- EXTRAIT
====

Si l'on n'a pas cette transition, les efforts nécessaires de la coalition internationale resteront insuffisants. Et si l'on n'a pas cette transition, qui devra respecter les droits de toutes les communautés et de tous les habitants, la Syrie risque de demeurer enfermée dans le chaos. C'est pourquoi nous agissons avec d'autres, sans relâche, avec des conversations qui ne sont pas toujours publiques, avec les partenaires arabes, avec les Américains, avec les Russes, avec les Iraniens, pour faciliter cette évolution nécessaire.
Nous en avons discuté, j'en discute avec tous ces peuples et aussi bien sûr avec l'envoyé des Nations unies, M. Staffan de Mistura. Et l'Assemblée générale des Nations unies, fin septembre, pourrait être une occasion de discussion même si le contexte - et il y aura probablement des questions là-dessus - est extrêmement complexe, rendu plus complexe encore par les informations qui nous sont données sur le fait que les Russes auraient envoyé récemment des forces nouvelles surtout près de Tartous et de Lattaquié. La France, c'est sa mission, va redoubler d'efforts diplomatiques pour essayer, même si c'est très compliqué, de mettre un terme à ce drame syrien qui est l'une des plus grandes tragédies de ce début de siècle.
Cette crise syrienne doit être résolue pour sauver les Syriens, mais aussi pour vaincre Daech car Daech se nourrit du chaos et du désespoir en Syrie.

====

- TÂCHES
**A.** Recopiez fidèlement le passage de l'extrait sur la crise syrienne, en commençant par « Nous en avons » et en allant jusqu'à « début de siècle. ».
**B.** Reprenez l'extrait sur la crise syrienne là où il s'arrête et écrivez-en la suite.

- DONNÉES
====

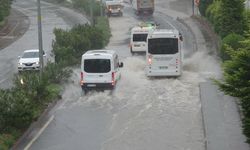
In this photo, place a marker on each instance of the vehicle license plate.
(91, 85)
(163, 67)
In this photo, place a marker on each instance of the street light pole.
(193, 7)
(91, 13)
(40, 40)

====

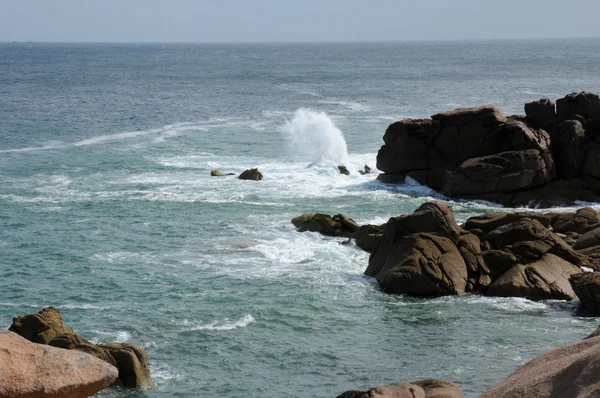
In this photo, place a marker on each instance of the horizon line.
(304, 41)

====

- RÉPONSES FINALES
**A.**
Nous en avons discuté, j'en discute avec tous ces peuples et aussi bien sûr avec l'envoyé des Nations unies, M. Staffan de Mistura. Et l'Assemblée générale des Nations unies, fin septembre, pourrait être une occasion de discussion même si le contexte - et il y aura probablement des questions là-dessus - est extrêmement complexe, rendu plus complexe encore par les informations qui nous sont données sur le fait que les Russes auraient envoyé récemment des forces nouvelles surtout près de Tartous et de Lattaquié. La France, c'est sa mission, va redoubler d'efforts diplomatiques pour essayer, même si c'est très compliqué, de mettre un terme à ce drame syrien qui est l'une des plus grandes tragédies de ce début de siècle.

**B.**
En plus des efforts diplomatiques, que je viens de rappeler, nous devons être militairement actif puisque Daech - qui décapite à la fois les hommes, les femmes et les monuments, tout ce qui ne lui est pas inféodé- nous menace gravement nous Français, Européens jusque sur nos propres sols. Depuis des mois nous nous mobilisons pour lutter contre la radicalisation, pour remonter les filières djihadistes, pour identifier et surveiller les individus qui, depuis la Syrie ou sur notre territoire, voudraient perpétrer des attentats en France. Nous avons décidé d'amplifier cet effort à partir d'éléments précis qui nous étaient donnés sur la menace qui, depuis la Syrie et à cause de Daech, menaçait la France. Et c'est le sens des décisions annoncées lundi par le président de la République : nous renforçons notre capacité de renseignement par des vols de reconnaissance en Syrie - certains ont eu lieu hier et aujourd'hui - pour nous mettre en mesure d'en tirer les conséquences si la situation le justifie. Nous devons donc mieux surveiller pour mieux lutter, et mieux nous renseigner pour mieux nous protéger.
En Irak - pas loin de la Syrie, et désormais les frontières sont quasiment ouvertes -, nos forces armées, comme vous le savez, participent aux frappes aériennes de la coalition internationale. C'est une action militaire indispensable, de même qu'elle doit être renforcée sur le plan politique, avec ce qu'on appelle des gestes inclusifs du gouvernement irakien de M. al Abadi, afin de rassembler non seulement les populations chiites mais aussi les populations sunnites et kurdes.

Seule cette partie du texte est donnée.